Yooka-Laylee Review

Modernizing a Classic Style

Yooka-Laylee Review - Modernizing a Classic Style 2
Yooka-Laylee Review - Modernizing a Classic Style

Yooka-Laylee

Brutalist Review Style (Version 2)

My good buddy considers himself a pretty big fan of Donkey Kong 64. Despite its penchant for making the player backtrack, its borderline insane amount of collectables and its veritable treasure trove of glitches, there’s something about that piece of vintage Rareware that keeps him coming back. My girlfriend’s the same way—she loves the Banjo games despite their regular dives into tedium. They aren’t alone, either, as classic Rare platformers are remembered fondly despite all the above shortcomings. The reason is simple—there’s enough goodness in the lot of Rare’s N64 platformers to make one mostly forget that they’re spending dozens of hours collecting a metric ton of shiny garbage for dubious reasons. In their prime, the developer had a flair for charming visuals, arresting soundscapes, and rock solid mechanics, not to mention clever writing. But with Rare’s IPs chained to bad Hololens tech demos and other such cruel fates, it seemed like the days of 3D collect-a-thons were a fading figment of gaming’s collective memory. That was, however, before Yooka-Laylee.

Yooka-Laylee Review - Turning The Page

A Kickstarter success story if there ever was one, Yooka-Laylee is the first title from Playtonic Games, and hopefully far from their last. Put together with love and care by a 90s gaming dream team, this 3D platformer is a gleeful return to the days of Banjo (of the Kazooie and Tooie variety,) Donkey Kong 64, Conker’s Bad Fur Day, and other ambitious 3D platformers of yesteryear. Despite its gorgeous modern skin, this game’s heart is jagged and polygonal—steadfast in its commitment to recreating what people loved and hated about the sorts of title it aspires to sit alongside.

:: Supplied records ::
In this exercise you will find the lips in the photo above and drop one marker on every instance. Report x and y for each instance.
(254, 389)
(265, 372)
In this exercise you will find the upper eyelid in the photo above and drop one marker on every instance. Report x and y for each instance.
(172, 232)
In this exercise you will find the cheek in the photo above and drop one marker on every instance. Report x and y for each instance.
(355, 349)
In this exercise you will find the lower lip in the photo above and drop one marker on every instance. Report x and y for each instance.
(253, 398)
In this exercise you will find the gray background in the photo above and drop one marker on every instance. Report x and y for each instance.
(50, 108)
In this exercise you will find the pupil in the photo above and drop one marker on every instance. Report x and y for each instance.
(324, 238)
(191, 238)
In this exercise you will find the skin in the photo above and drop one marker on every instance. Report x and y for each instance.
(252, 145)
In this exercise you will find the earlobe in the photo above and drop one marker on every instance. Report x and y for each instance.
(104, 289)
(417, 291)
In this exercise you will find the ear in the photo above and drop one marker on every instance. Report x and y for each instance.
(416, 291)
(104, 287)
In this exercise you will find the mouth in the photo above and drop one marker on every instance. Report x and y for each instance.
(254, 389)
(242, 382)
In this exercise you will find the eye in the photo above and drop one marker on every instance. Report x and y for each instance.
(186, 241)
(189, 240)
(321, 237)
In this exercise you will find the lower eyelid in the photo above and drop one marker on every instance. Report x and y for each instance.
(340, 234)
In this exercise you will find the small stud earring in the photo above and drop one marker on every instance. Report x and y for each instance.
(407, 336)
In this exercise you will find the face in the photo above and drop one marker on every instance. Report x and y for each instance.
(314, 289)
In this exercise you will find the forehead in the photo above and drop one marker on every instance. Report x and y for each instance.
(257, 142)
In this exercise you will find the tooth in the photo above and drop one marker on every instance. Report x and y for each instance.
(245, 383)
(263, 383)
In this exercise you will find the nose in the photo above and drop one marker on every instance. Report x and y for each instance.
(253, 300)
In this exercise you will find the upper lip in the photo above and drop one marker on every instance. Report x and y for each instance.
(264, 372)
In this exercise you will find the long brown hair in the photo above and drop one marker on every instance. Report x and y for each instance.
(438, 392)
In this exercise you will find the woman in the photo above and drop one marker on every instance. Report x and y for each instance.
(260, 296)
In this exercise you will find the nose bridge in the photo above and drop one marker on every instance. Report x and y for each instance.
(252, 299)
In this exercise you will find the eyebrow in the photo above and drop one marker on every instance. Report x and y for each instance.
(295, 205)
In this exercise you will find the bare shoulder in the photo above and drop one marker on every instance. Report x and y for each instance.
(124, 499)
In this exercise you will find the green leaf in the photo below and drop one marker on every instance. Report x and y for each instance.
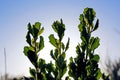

:: Objectives ::
a - In the Yooka-Laylee review, which developer is the game the first title from?
b - Do these statements agree with the Yooka-Laylee review? (i) The reviewer's girlfriend loves the Banjo games. (ii) The reviewer's buddy considers himself a big fan of Conker's Bad Fur Day. (iii) The review describes the game as having a modern look. For each, answer yes or no and quote the deciding words.
c - Carry on the Yooka-Laylee review from its last sentence.

:: Results of the tasks ::
a - Playtonic Games.

b -
(i) Yes: "she loves the Banjo games despite their regular dives into tedium"
(ii) No: "My good buddy considers himself a pretty big fan of Donkey Kong 64"
(iii) Yes: "Despite its gorgeous modern skin"

c -
The charming and intentionally threadbare narrative stars Yooka, a plucky chameleon, and Laylee, a sarcastic bat. Both would be perfectly content to laze about on their wrecked ship and live off whatever treasure they happen to find. But when Capital B, a Trumpish bee in a three-piece suit, starts to steal all the world’s books, the unlikely duo is forced to storm his golden tower and stop him. Not out of any misguided sense of heroism, of course—Capital B just so happened to steal their latest treasure: a book of sentient golden pages known as Pagies. Players guide Yooka and Laylee through five worlds (six if the tower counts,) picking up pagies and saving the word’s worlds as they go.

It’s not a particularly complicated yarn, but it’s not supposed to be. Like all the great Rare games, the plot exists solely to pack it to the brim with dumb jokes, clever puns, and a rogue’s gallery of eclectic characters. Yooka-Laylee nails this approach just as much, if not more than the N64 classics ever did. The humour here is pretty broad in its scope—full of enough cartoony zaniness for kids to be charmed by and laced with a whole bevy of double entendres that’ll make everyone but the most joyless adults chuckle. It manages to pull off the rare feat of being cuddly and dirty in one fell swoop, without ever veering too far in either direction.

Yooka-Laylee Review - Turning The Page 1

Now, imagine a Rare game with a good framerate, a camera that doesn’t actively work against the player, and sprawling worlds that are still easy to travel across in a short time. Oh, and platforming that allows players to exploit every piece of scenery. That imaginary game, practically impossible to make in the 64-bit era, is a now a reality. To call the combined effect of Yooka-Laylee’s core mechanics, level design, and progress “magnificent” would be selling it short. It’s astonishing to me that a company other than Nintendo has managed to craft a 3D platformer this mechanically sound and dynamic in 2017, and one with so much to uncover. Everything can be climbed on, jumped on, or otherwise messed with in some capacity. It’s a joy to just pick up a controller and mess around the five worlds with no real goal.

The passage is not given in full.